Collected data
# # #

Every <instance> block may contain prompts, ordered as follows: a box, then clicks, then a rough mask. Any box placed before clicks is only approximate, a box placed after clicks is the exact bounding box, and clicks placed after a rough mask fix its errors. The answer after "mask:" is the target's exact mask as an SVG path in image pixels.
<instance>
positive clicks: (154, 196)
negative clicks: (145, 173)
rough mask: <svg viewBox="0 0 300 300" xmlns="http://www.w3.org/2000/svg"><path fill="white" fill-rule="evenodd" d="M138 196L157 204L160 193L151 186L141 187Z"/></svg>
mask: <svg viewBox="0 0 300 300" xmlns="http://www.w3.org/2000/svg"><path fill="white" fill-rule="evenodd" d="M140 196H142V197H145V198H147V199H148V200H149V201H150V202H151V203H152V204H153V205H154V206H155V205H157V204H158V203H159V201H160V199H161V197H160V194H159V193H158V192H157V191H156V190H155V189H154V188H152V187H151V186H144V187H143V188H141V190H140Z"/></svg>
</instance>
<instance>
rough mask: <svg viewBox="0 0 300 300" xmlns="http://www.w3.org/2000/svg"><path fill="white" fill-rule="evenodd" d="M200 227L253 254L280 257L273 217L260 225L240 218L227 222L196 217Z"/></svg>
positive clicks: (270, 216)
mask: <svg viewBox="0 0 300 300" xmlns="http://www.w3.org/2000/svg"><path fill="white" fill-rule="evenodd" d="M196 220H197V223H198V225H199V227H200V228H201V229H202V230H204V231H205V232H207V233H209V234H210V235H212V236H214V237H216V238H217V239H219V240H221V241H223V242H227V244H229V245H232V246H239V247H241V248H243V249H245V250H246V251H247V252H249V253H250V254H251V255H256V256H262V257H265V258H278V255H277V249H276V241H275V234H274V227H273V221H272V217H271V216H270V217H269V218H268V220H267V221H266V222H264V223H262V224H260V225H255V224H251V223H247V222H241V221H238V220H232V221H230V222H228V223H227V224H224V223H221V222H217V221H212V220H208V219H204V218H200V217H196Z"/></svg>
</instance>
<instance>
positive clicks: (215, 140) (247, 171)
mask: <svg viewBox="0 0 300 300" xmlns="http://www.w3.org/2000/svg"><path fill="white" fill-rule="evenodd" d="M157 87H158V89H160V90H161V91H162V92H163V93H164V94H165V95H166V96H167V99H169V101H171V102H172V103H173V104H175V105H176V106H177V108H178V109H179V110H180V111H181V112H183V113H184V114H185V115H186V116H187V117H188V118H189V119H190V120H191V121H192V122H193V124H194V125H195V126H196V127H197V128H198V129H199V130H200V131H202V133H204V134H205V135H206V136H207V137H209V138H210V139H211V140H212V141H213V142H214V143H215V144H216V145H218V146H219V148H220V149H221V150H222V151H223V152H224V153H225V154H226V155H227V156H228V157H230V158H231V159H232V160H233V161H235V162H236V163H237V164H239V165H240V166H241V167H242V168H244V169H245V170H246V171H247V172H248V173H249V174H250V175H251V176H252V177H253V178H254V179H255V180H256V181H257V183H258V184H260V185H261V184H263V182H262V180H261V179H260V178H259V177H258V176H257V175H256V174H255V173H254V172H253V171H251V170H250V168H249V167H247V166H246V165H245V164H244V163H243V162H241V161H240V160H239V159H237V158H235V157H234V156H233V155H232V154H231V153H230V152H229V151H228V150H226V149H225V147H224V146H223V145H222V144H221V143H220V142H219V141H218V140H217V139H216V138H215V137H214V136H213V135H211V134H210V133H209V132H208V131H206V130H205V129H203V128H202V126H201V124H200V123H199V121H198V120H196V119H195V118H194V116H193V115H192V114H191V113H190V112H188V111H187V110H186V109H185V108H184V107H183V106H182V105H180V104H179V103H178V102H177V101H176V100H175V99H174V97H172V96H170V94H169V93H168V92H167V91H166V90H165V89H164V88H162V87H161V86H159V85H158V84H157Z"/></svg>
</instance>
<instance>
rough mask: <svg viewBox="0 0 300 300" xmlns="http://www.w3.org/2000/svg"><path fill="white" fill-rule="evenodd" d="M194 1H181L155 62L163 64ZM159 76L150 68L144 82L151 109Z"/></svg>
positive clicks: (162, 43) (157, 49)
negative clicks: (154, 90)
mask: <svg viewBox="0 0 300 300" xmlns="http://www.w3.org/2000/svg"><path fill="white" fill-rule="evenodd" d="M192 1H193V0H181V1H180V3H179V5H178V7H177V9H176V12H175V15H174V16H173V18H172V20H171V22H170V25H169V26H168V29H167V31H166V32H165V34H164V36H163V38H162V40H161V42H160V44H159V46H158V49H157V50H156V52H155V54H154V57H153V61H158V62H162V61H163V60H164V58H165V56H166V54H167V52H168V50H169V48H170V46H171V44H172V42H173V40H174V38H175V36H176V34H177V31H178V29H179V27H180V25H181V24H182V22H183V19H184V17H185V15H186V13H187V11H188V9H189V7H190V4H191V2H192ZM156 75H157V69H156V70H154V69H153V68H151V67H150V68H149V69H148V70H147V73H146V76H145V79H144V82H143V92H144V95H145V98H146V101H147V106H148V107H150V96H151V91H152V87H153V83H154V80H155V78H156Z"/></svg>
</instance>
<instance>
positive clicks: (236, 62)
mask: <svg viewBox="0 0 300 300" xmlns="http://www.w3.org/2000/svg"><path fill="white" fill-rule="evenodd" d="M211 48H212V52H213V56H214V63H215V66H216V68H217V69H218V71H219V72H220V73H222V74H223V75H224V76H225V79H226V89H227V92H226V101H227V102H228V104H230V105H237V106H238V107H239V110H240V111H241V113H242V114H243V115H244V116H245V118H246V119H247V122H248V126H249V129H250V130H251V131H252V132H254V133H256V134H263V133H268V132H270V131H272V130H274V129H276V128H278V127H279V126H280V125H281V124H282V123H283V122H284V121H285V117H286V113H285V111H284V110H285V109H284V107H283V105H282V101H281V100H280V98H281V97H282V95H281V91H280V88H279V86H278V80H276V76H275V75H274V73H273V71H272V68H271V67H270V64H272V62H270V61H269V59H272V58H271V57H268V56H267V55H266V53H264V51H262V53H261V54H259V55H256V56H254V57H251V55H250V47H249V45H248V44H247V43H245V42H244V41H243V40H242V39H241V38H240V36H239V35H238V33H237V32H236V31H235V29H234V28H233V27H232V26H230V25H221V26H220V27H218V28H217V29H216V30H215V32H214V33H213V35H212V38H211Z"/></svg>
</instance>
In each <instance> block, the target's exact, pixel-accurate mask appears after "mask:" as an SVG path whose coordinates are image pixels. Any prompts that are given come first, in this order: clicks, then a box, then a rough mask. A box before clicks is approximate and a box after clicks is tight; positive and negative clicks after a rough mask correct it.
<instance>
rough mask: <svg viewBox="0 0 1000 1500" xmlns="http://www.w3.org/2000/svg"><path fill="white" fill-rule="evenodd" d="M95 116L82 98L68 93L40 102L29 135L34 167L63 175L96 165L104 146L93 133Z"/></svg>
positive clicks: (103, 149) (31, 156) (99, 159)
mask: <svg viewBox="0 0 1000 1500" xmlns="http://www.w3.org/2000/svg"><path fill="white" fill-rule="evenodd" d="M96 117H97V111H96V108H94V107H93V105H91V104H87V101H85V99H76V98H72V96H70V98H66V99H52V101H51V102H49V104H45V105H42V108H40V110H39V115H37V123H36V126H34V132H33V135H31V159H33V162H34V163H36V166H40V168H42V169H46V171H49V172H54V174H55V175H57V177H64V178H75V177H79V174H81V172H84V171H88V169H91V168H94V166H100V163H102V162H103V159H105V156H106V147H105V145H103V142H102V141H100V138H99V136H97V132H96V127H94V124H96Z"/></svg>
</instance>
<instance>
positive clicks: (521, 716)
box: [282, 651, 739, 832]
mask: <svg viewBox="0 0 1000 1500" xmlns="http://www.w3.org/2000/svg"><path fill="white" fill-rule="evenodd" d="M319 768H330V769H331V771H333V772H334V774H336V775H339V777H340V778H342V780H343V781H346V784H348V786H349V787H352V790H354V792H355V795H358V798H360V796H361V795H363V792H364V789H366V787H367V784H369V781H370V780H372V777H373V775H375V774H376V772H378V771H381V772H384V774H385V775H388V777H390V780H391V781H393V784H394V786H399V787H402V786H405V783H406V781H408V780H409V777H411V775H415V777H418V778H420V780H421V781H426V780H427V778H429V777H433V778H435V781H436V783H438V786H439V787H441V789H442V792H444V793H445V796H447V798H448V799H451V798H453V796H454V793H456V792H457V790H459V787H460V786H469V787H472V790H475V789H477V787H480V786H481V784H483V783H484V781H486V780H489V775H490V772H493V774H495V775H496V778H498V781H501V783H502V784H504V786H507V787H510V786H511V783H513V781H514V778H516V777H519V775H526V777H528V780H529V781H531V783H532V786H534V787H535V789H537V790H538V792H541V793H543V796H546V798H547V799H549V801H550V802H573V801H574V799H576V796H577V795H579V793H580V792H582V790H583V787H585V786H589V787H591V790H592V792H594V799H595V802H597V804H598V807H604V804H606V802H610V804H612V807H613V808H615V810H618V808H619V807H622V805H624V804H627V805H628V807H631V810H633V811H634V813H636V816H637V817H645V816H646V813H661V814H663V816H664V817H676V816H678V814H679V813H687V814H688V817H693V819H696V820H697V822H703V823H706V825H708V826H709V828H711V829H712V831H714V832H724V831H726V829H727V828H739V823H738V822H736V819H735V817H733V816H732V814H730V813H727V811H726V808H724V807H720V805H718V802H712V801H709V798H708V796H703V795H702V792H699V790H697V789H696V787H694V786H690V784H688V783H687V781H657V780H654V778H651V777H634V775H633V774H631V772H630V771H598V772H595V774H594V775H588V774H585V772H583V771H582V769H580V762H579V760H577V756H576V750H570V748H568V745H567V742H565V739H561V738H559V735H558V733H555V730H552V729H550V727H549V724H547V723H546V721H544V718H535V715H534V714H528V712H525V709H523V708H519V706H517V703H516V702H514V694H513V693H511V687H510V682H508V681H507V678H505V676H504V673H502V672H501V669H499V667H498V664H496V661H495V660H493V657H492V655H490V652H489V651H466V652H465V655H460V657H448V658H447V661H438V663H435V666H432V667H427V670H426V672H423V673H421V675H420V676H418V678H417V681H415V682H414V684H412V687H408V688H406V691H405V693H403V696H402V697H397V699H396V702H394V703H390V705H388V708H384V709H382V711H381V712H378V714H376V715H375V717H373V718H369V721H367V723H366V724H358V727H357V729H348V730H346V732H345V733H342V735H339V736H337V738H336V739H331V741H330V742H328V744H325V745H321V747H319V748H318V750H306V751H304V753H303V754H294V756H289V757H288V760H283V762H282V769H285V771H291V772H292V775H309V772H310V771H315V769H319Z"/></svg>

# # #

Work request: Please count the lines above that contain the string "before", with case counting, and reply with only the number.

Answer box: 2